## What this task involves
Please print all of the material below unchanged, line for line.
--------------------
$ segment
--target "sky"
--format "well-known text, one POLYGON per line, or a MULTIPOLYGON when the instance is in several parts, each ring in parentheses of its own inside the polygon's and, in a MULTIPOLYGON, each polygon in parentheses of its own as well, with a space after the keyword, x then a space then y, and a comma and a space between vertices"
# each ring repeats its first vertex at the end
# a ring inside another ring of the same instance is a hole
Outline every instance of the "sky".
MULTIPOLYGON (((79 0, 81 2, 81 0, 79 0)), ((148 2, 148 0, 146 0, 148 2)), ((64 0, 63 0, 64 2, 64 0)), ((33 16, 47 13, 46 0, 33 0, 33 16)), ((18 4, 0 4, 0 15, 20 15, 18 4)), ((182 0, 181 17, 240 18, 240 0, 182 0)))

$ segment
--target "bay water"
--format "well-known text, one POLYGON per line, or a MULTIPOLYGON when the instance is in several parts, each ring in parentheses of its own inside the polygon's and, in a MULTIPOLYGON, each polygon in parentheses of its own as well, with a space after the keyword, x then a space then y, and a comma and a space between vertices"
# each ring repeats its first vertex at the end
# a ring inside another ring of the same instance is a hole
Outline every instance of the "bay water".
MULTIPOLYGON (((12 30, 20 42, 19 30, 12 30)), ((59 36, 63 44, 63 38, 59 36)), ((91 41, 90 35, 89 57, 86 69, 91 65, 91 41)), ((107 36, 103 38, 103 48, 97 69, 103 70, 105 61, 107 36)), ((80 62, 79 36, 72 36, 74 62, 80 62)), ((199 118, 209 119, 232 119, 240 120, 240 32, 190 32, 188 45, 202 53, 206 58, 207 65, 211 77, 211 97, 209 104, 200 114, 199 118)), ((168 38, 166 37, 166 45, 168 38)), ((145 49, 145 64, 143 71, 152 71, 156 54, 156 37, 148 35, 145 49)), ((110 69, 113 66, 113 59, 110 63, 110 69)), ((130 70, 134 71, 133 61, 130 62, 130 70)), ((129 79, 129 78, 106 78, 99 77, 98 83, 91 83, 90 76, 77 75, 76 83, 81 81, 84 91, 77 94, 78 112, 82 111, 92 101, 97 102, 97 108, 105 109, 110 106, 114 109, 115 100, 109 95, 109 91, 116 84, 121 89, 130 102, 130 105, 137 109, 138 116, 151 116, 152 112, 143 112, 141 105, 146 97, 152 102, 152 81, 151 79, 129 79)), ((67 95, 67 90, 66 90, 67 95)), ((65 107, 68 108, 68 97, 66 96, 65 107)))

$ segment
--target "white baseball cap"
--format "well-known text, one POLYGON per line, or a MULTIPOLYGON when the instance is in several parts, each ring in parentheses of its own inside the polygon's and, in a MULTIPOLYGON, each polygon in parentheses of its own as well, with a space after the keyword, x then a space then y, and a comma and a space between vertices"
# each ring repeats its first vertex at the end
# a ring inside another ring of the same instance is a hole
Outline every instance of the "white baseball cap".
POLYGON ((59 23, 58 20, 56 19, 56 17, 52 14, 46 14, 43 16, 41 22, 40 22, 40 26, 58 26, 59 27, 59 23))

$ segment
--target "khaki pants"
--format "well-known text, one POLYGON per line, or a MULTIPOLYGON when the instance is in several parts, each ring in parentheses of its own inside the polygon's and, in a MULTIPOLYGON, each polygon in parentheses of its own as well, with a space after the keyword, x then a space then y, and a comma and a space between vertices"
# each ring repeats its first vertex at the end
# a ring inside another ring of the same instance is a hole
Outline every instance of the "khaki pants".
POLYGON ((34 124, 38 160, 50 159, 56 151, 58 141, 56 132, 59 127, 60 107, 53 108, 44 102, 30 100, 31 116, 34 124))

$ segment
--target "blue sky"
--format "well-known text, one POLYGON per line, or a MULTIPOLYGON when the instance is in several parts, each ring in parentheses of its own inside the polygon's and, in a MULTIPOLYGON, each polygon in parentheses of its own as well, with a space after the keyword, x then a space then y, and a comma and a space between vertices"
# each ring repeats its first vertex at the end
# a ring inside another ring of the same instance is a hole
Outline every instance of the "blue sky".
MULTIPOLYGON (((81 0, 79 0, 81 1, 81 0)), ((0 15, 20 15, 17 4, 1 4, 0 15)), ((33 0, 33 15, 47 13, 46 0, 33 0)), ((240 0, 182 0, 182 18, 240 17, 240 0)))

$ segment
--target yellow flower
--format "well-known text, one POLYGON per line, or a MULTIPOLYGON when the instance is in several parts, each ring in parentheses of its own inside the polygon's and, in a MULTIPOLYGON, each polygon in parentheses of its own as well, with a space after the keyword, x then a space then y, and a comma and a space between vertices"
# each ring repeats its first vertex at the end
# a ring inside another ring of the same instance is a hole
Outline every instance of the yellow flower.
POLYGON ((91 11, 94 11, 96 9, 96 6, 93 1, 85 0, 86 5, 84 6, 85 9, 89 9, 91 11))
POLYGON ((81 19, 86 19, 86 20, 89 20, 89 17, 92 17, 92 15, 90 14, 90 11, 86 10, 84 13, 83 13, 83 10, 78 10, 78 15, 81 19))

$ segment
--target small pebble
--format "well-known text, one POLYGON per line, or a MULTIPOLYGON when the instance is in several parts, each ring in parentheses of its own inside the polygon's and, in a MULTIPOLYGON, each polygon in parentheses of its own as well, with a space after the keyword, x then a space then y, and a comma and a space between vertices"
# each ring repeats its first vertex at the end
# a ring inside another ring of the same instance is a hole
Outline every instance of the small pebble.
--------------------
## Written answer
$ segment
--target "sky"
--format "well-known text, one POLYGON per line, or a MULTIPOLYGON when the instance is in several parts, each ring in parentheses of its own inside the polygon's and, in a MULTIPOLYGON, each polygon in parentheses of its own as well, with a space after the keyword, x then a space then y, and a comma and a space between vertices"
# each ring repeats its first vertex at the end
# a ring inside another ring of the same instance is a hole
Outline every instance of the "sky".
MULTIPOLYGON (((79 0, 81 2, 81 0, 79 0)), ((148 2, 148 0, 146 0, 148 2)), ((64 0, 63 0, 64 2, 64 0)), ((33 16, 47 13, 46 0, 33 0, 33 16)), ((18 4, 0 4, 0 15, 20 15, 18 4)), ((182 0, 181 17, 240 18, 240 0, 182 0)))

$ segment
--target "bay water"
--format "well-known text, one POLYGON per line, or a MULTIPOLYGON when the instance is in several parts, each ring in parentheses of its own inside the polygon's and, in a MULTIPOLYGON, each polygon in parentheses of its own as well, with a space after the keyword, x then a space then y, and a comma and a space between vertices"
# each ring repeats its first vertex at the end
# a ring inside another ring of the same instance is a hole
Outline every instance of the "bay water".
MULTIPOLYGON (((12 30, 20 42, 19 30, 12 30)), ((59 36, 63 44, 63 38, 59 36)), ((91 41, 90 35, 89 57, 86 69, 91 65, 91 41)), ((107 36, 103 38, 103 48, 97 69, 103 70, 105 61, 107 36)), ((80 62, 79 36, 72 36, 74 62, 80 62)), ((199 118, 209 119, 232 119, 240 120, 240 32, 190 32, 188 45, 202 53, 206 58, 207 65, 211 77, 211 97, 209 104, 200 114, 199 118)), ((168 38, 166 37, 166 45, 168 38)), ((145 49, 145 64, 143 71, 152 71, 156 54, 156 37, 148 35, 145 49)), ((110 69, 113 66, 113 59, 110 63, 110 69)), ((130 70, 134 71, 133 61, 130 62, 130 70)), ((129 79, 129 78, 106 78, 99 77, 98 83, 91 83, 90 76, 77 75, 76 83, 81 81, 84 91, 77 94, 78 112, 82 111, 92 101, 97 102, 97 108, 105 109, 110 106, 114 109, 115 100, 109 95, 109 91, 116 84, 121 89, 130 102, 130 105, 137 109, 138 116, 151 116, 152 112, 143 112, 141 105, 146 97, 152 102, 152 81, 151 79, 129 79)), ((67 95, 67 90, 66 90, 67 95)), ((65 107, 68 108, 68 97, 66 96, 65 107)))

$ segment
--target "white baseball cap"
--format "well-known text, one POLYGON per line, or a MULTIPOLYGON when the instance is in several parts, each ring in parentheses of its own inside the polygon's and, in a MULTIPOLYGON, each polygon in parentheses of its own as well, with a space after the keyword, x then a space then y, and a comma and a space between vertices"
# each ring repeats its first vertex at the end
# a ring inside another ring of the same instance is a hole
Outline every instance of the "white baseball cap".
POLYGON ((59 23, 58 20, 56 19, 56 17, 52 14, 46 14, 43 16, 41 22, 40 22, 40 26, 58 26, 59 27, 59 23))

$ segment
--target "khaki pants"
--format "well-known text, one POLYGON per line, or a MULTIPOLYGON when the instance is in several parts, each ring in parentheses of its own inside the polygon's and, in a MULTIPOLYGON, each polygon in parentheses of its own as well, with a space after the keyword, x then a space then y, and a comma and a space between vertices"
# each ring repeats its first vertex at the end
# a ring inside another ring of the same instance is a hole
Outline every instance of the "khaki pants".
POLYGON ((34 124, 38 160, 50 159, 56 151, 58 141, 56 132, 59 127, 60 107, 53 108, 44 102, 30 100, 31 116, 34 124))

$ segment
--target "blue sky"
--format "well-known text, one POLYGON per line, or a MULTIPOLYGON when the instance is in several parts, each ring in parentheses of its own inside the polygon's and, in a MULTIPOLYGON, each polygon in parentheses of its own as well, with a space after the keyword, x then a space then y, and a comma and a space between vertices"
# each ring repeats its first vertex at the end
# a ring inside another ring of the same instance is a hole
Outline every instance of the "blue sky".
MULTIPOLYGON (((81 0, 79 0, 81 1, 81 0)), ((0 15, 20 15, 17 4, 1 4, 0 15)), ((33 0, 33 15, 47 13, 46 0, 33 0)), ((240 0, 182 0, 182 18, 240 17, 240 0)))

$ segment
--target yellow flower
--format "well-known text, one POLYGON per line, or a MULTIPOLYGON when the instance is in several parts, each ring in parentheses of its own inside the polygon's and, in a MULTIPOLYGON, each polygon in parentheses of its own as well, with a space after the keyword, x then a space then y, and a comma and a space between vertices"
# each ring repeats its first vertex at the end
# a ring inside another ring of the same instance is a hole
Outline every instance of the yellow flower.
POLYGON ((91 11, 94 11, 96 9, 96 6, 93 1, 85 0, 86 5, 84 6, 85 9, 89 9, 91 11))
POLYGON ((81 19, 86 19, 86 20, 89 20, 89 17, 92 17, 92 15, 90 14, 90 11, 86 10, 84 13, 83 13, 83 10, 78 10, 78 15, 81 19))

$ segment
--target small pebble
--format "well-known text, one POLYGON per line, or a MULTIPOLYGON when the instance is in several parts, each ring in parentheses of its own inside the polygon's and, in a MULTIPOLYGON, each polygon in parentheses of its own as well, with a space after the keyword, x then a space then y, and a comma and a space between vertices"
# each ring repeats its first vertex at the end
# a ring inside another ring of the same instance is a hole
Outline every instance of the small pebble.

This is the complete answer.